━━ Passage
Be imitators of God, therefore, as dearly loved children and live a life of love, just as Christ loved us and gave himself up for us as a fragrant offering and sacrifice to God (Eph 5:1-2).

Those who know how much they are loved by God will also come to love others because children always learn from their parents and imitate what they do without knowing. As children learn their language by hearing and imitating what their parents speak, we learn God's language by hearing and confessing what he says. We are to live by imitating what he does. However, in order to do so, we need to see always what he does and hear what he says. Jesus lived such a life while he was on earth. When a paralytic was healed at the pool of Bethesda, the Jews came to Jesus and accused him because it was a Sabbath. He said to them:

My Father is always at his work to this very day, and I, too, am working (John 5:17).

The reason he healed the man even on a Sabbath day was that he was always seeing his Father work: so he worked in the same way. Jesus was typical of the Father's miniature. Jesus said:

I tell you the truth, the Son can do nothing by himself; he can do only what he sees his Father doing, because whatever the Father does the Son also does (v. 19).

Jesus showed us, by living on earth, an example of how we should live as God's miniatures. The truth about this way of living actually goes back to the time of the creation of human beings. The Bible says:

Then God said, "Let us make man in our image, in our likeness, and let them rule over the fish of the sea and the birds of the air, over the livestock, over all the earth, and over all the creatures that move along the ground (Gen 1:26)."
━━━━
## Task item A
In the passage on imitating God, why did the Jews accuse Jesus after the paralytic was healed at the pool of Bethesda?
## Task item B
Extend the passage on imitating God beyond its last sentence.
━━ Entries supplied
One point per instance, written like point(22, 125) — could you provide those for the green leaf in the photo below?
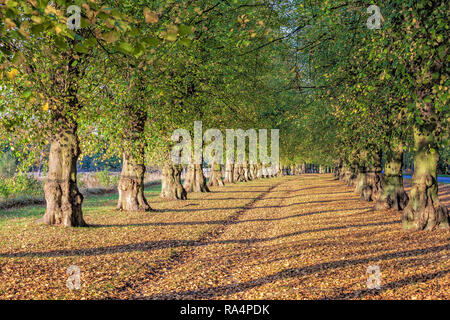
point(111, 36)
point(185, 30)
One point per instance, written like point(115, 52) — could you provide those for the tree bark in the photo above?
point(61, 192)
point(229, 169)
point(245, 171)
point(252, 171)
point(424, 210)
point(171, 187)
point(215, 176)
point(131, 183)
point(374, 180)
point(238, 174)
point(195, 180)
point(393, 194)
point(361, 180)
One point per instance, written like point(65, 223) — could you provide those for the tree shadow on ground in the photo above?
point(389, 286)
point(212, 292)
point(164, 244)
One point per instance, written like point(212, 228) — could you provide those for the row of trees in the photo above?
point(131, 74)
point(374, 94)
point(341, 94)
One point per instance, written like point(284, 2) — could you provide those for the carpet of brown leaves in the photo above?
point(303, 237)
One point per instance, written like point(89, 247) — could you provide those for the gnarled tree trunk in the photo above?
point(131, 183)
point(195, 179)
point(252, 171)
point(61, 192)
point(171, 187)
point(393, 194)
point(238, 174)
point(245, 170)
point(215, 176)
point(374, 180)
point(424, 211)
point(229, 169)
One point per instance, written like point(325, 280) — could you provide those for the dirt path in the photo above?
point(309, 237)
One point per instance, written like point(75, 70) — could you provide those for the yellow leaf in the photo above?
point(12, 74)
point(9, 24)
point(150, 17)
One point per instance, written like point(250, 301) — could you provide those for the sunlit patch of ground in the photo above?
point(303, 237)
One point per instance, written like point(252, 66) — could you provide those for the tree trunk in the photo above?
point(361, 180)
point(195, 180)
point(229, 169)
point(424, 211)
point(393, 194)
point(245, 171)
point(374, 179)
point(351, 176)
point(61, 192)
point(215, 177)
point(238, 174)
point(171, 187)
point(252, 172)
point(131, 183)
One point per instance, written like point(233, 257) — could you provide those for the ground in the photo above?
point(300, 237)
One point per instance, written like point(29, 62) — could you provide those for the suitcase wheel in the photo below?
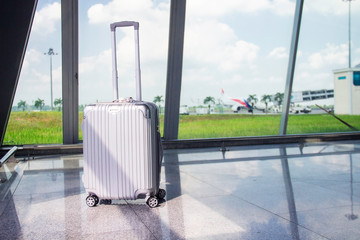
point(92, 200)
point(106, 201)
point(161, 194)
point(152, 202)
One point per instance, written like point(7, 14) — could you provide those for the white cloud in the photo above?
point(329, 7)
point(279, 53)
point(212, 8)
point(332, 55)
point(47, 19)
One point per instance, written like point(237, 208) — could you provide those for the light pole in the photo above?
point(50, 53)
point(349, 30)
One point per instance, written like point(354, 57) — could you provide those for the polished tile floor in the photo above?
point(310, 191)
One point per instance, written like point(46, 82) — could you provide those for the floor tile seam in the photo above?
point(138, 216)
point(14, 191)
point(330, 190)
point(264, 209)
point(316, 209)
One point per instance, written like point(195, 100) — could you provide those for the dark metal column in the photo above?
point(70, 62)
point(291, 66)
point(174, 69)
point(16, 17)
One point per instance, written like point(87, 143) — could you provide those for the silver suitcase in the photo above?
point(122, 146)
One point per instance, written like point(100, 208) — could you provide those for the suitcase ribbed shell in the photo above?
point(121, 157)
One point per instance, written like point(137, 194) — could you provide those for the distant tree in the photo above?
point(22, 105)
point(39, 103)
point(158, 100)
point(266, 99)
point(279, 98)
point(209, 100)
point(58, 102)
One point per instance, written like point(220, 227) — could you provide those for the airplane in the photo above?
point(242, 103)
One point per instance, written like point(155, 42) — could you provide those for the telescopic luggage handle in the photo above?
point(113, 27)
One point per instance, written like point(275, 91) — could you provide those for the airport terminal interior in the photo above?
point(278, 187)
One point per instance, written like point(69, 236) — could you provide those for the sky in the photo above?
point(240, 46)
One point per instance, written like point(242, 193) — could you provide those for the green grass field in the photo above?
point(46, 127)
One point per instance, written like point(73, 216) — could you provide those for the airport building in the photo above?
point(347, 90)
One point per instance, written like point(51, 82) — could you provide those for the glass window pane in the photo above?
point(39, 88)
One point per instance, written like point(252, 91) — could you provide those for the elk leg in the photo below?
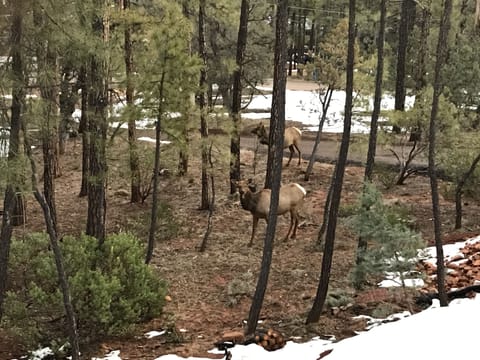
point(292, 151)
point(254, 229)
point(294, 234)
point(299, 154)
point(291, 226)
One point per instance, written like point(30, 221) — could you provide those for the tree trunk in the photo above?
point(237, 96)
point(325, 105)
point(47, 64)
point(442, 49)
point(53, 236)
point(97, 126)
point(202, 103)
point(275, 158)
point(402, 56)
point(337, 181)
point(84, 130)
point(135, 195)
point(156, 170)
point(372, 140)
point(18, 96)
point(477, 15)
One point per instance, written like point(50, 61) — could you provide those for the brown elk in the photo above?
point(292, 139)
point(291, 198)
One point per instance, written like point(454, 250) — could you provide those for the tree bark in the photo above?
point(337, 181)
point(275, 158)
point(156, 170)
point(57, 253)
point(442, 49)
point(135, 193)
point(18, 96)
point(372, 140)
point(83, 129)
point(202, 103)
point(403, 32)
point(325, 105)
point(47, 64)
point(237, 96)
point(97, 126)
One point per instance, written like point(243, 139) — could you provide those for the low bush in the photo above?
point(112, 289)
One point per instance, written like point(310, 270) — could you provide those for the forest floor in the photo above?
point(211, 291)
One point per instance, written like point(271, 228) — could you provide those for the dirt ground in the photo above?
point(211, 291)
━━━━
## Response area A
Because it was a Sabbath.

## Response area B
As we have already learned, the phrases, "in our image," and "in our likeness" themselves reveal that humans are God's miniatures. In addition, the task given to them to rule over the earth also reveals that they are to serve God as his miniatures. The Bible often describes God as the king over the heaven and the earth and over everything he created. He is even described as a commander-in-chief to whom belong all creatures as his army.

The LORD has established his throne in heaven,
and his kingdom rules over all.
Praise the LORD, you his angels …
Praise the LORD, all his (heavenly) hosts,
you his servants who do his will (Ps 103-19-21).

Here, the word, "his hosts (tseva'av)" in the context refers to God's armies of angels in heaven. And the same word is used in the following verse in the creation story in Genesis.

Thus the heavens and the earth were completed in all their (vast) array (Gen 2:1).

Here, the word "their array (tseva'am)" refers to the entire creation of both heaven and earth, which is an army, and it depicts God the Creator as the supreme ruler, or as a commander-in-chief while man being a sub-ruler over the earth. In this way, man functions as a miniature of God.